EXERCISE AIM =>
Pull out the lines below, word for word, from the line containing "the fan blade" to the line containing "x=276, y=48", including both of those lines.
-- DATA FOR PROCESSING start --
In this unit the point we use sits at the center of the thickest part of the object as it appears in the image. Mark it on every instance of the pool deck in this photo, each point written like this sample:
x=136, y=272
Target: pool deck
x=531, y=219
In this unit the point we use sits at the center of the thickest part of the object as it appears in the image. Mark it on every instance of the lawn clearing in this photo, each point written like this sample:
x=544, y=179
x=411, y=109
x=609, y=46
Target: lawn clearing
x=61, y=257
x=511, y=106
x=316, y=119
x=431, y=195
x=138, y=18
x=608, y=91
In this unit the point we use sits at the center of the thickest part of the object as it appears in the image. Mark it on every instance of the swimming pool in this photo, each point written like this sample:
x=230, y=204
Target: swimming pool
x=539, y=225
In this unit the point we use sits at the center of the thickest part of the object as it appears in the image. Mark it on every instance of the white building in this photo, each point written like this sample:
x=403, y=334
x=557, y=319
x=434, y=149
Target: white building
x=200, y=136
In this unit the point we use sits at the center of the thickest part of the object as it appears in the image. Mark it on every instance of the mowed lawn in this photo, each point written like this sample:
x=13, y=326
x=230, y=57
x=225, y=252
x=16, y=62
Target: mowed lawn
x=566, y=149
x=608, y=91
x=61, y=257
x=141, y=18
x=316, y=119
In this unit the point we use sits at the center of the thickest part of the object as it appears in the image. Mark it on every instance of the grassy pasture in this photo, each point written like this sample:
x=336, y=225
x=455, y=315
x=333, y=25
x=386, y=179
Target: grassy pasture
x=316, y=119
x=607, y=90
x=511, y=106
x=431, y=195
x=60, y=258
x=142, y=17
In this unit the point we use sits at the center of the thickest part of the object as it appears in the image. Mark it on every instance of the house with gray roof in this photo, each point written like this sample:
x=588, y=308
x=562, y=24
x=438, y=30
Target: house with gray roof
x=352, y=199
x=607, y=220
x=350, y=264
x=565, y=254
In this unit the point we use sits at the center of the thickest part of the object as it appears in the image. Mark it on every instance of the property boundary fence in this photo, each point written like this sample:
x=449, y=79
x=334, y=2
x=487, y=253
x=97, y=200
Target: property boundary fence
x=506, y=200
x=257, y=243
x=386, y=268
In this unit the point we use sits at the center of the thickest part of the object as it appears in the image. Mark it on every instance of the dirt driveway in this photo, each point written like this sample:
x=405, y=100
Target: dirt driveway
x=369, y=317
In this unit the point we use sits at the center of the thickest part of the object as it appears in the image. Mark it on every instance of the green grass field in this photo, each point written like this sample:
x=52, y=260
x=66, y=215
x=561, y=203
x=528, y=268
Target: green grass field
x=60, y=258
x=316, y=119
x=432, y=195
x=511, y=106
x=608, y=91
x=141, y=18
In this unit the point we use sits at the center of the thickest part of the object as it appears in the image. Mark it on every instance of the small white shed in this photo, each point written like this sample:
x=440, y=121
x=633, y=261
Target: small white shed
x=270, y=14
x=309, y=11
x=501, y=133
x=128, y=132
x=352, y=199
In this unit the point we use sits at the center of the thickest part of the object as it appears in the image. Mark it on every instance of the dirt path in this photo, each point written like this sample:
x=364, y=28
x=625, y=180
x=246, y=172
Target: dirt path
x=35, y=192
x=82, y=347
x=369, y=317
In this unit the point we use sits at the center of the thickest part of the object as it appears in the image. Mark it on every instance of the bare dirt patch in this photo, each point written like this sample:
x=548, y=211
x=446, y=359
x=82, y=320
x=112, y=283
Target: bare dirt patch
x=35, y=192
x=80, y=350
-- DATA FOR PROCESSING end --
-- DATA FOR PROCESSING start --
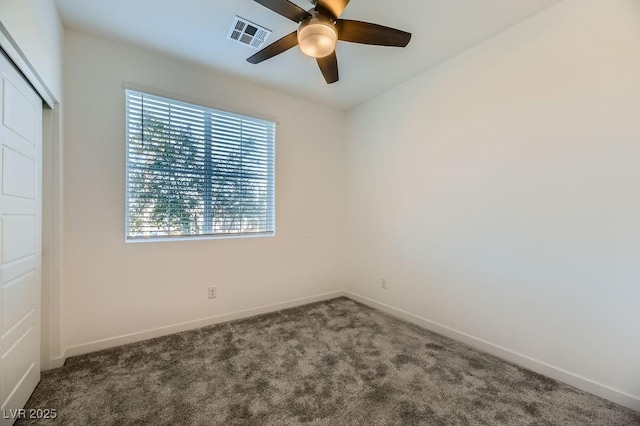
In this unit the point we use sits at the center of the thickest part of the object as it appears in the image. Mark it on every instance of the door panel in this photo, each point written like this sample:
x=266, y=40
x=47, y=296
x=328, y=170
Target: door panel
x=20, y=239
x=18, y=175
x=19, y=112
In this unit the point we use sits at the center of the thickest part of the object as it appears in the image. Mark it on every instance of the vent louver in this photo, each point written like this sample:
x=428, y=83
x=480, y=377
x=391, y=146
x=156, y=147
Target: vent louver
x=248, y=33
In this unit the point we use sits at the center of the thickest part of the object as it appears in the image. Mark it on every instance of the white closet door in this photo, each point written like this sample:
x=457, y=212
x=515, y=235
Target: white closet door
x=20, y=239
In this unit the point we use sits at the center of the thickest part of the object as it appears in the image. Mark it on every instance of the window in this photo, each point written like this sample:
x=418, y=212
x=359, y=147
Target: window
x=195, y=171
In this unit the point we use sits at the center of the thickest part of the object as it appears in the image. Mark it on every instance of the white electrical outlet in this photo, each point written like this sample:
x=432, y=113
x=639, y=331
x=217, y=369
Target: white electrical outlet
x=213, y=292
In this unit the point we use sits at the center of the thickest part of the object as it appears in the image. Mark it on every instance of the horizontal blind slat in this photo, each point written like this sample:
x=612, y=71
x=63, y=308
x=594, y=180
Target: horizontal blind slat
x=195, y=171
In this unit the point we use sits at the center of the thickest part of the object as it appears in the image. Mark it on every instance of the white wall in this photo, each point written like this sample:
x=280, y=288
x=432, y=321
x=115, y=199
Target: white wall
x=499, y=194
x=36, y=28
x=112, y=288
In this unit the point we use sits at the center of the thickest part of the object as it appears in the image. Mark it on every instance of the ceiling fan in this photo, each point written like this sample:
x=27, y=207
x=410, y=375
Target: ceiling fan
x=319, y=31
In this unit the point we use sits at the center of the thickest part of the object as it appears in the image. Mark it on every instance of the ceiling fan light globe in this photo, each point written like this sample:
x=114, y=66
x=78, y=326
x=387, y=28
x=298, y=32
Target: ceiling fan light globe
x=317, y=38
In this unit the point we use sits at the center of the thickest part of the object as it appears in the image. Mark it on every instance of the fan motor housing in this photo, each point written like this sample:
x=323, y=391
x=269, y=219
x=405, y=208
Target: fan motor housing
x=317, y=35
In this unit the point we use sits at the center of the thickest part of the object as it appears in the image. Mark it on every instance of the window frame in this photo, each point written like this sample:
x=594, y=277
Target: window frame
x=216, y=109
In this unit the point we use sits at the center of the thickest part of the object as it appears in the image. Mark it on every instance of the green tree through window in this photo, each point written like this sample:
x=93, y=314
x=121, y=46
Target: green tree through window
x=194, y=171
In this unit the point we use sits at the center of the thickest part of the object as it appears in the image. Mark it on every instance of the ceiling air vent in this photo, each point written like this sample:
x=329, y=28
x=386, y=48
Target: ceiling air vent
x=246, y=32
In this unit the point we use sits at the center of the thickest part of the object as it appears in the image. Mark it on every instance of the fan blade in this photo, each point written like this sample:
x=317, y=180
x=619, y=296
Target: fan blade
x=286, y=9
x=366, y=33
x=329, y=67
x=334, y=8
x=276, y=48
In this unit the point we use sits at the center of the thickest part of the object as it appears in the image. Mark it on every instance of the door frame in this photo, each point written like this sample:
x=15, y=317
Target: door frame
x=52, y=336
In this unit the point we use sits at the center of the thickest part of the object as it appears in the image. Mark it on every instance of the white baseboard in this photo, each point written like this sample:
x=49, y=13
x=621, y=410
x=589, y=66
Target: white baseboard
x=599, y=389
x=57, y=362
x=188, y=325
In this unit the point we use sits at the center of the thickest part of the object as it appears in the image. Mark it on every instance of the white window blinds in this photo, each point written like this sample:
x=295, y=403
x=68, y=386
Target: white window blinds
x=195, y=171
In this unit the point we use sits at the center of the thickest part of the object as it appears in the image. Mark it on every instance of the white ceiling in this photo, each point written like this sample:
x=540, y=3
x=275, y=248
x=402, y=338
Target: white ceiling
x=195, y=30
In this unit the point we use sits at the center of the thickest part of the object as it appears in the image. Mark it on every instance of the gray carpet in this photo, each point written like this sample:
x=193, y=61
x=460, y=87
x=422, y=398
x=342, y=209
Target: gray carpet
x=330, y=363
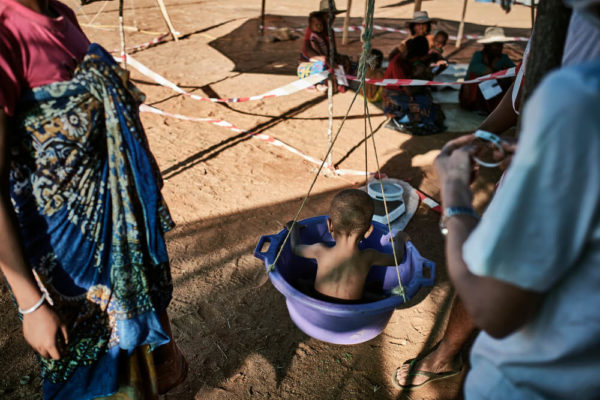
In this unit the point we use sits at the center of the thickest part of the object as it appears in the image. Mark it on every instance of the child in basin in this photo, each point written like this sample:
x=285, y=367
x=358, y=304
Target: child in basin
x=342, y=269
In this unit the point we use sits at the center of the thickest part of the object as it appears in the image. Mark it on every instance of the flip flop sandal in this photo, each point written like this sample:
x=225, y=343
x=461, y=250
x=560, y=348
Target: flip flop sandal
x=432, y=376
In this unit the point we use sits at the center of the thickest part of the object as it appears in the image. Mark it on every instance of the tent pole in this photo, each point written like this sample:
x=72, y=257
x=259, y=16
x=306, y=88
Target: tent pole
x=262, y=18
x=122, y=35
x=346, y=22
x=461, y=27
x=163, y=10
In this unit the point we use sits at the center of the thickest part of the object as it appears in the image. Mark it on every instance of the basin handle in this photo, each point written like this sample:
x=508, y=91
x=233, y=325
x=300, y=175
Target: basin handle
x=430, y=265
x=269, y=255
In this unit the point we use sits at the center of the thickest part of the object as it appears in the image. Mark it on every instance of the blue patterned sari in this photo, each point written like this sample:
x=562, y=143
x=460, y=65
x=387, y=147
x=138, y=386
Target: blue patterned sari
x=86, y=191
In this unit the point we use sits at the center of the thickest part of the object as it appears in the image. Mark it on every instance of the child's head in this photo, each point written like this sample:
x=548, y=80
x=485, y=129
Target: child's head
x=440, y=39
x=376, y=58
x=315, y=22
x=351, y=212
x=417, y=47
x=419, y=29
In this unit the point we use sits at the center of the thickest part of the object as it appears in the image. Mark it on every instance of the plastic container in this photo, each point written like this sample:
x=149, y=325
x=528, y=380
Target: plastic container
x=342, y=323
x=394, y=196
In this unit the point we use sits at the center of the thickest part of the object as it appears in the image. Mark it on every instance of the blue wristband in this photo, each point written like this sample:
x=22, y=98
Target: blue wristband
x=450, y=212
-- DATA FOR PROCESSING end --
TASK ANSWER =>
In this unit the point we use sits at the center of the thickest part of the object as it appears in the image. Mark it on every instance of the fan blade in this photo, each point written like this sample:
x=317, y=180
x=619, y=296
Target: fan blade
x=286, y=9
x=366, y=33
x=329, y=67
x=334, y=8
x=276, y=48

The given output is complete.